**Work required:** Output exactly the line containing "Place one keypoint on each instance of the green banner" and each line after it through the last line of the records, and nothing else.

**Provided records:**
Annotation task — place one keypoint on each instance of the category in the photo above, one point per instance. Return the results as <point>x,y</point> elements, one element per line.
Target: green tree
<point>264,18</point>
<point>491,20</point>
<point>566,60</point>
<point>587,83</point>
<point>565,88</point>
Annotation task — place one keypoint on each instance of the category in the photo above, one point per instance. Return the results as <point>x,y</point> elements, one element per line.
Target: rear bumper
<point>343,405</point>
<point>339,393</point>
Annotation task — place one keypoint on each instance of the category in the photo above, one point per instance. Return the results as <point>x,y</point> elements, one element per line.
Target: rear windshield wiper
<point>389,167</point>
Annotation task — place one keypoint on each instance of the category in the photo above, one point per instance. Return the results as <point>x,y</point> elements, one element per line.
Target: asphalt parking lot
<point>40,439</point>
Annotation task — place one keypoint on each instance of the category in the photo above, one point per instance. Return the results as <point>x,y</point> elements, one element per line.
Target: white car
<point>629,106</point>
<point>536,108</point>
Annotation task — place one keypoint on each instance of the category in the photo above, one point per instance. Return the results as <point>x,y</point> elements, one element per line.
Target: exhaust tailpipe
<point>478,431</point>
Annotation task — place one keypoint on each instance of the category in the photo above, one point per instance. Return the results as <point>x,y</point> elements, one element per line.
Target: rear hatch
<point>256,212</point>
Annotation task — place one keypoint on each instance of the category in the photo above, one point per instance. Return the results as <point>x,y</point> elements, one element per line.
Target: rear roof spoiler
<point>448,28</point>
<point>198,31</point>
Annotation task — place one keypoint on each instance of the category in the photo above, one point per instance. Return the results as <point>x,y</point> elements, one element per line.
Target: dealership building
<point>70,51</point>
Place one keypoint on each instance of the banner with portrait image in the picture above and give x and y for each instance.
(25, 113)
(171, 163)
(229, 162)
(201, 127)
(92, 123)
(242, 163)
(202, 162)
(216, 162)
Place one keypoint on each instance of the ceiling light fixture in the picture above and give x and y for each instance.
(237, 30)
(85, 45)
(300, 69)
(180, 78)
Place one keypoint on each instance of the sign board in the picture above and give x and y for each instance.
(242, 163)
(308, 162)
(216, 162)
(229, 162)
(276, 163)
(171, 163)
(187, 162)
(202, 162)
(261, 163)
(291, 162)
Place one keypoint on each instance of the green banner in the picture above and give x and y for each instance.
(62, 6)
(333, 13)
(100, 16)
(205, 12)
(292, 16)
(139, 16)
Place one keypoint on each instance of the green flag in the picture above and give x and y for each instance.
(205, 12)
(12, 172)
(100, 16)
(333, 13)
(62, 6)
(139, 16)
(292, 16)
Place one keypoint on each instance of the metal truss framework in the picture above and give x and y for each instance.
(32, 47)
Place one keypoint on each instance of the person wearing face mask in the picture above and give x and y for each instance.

**Your response:**
Place one keypoint on each instance of the green banner in the picture above and give x and y for each instance.
(62, 6)
(333, 13)
(100, 16)
(205, 12)
(292, 16)
(139, 16)
Place one keypoint on each instance of the green flag in the picture above and give x and y for each instance.
(205, 12)
(12, 172)
(100, 16)
(333, 13)
(62, 6)
(139, 16)
(292, 16)
Place one keypoint on each instance of the metal truss framework in the picture above and give x and y for each instance.
(32, 47)
Place one keypoint on each instance of the person wearing face mask in the picture above and give x and y for each instance.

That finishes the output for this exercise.